# What this task involves
Return the lines of all the items below as a numbered list, skipping any blank lines and leaving the pictures out.

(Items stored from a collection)
>> BEGIN
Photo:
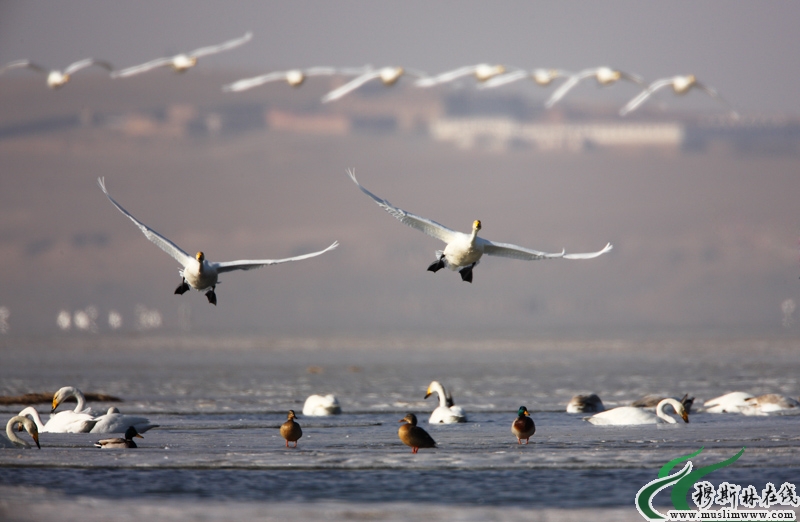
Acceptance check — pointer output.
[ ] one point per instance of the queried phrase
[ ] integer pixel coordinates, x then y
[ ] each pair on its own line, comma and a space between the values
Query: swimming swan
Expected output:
>> END
# Answer to the task
1. Photo:
2. Acceptance check — pointer output.
3. [ ] one point per instance of the queried phrase
4. [ ] integer pixel coordinates, x then y
5. [ ] each pair on its own line, comma and a space between the values
6. Query: swimming swan
7. Expected output:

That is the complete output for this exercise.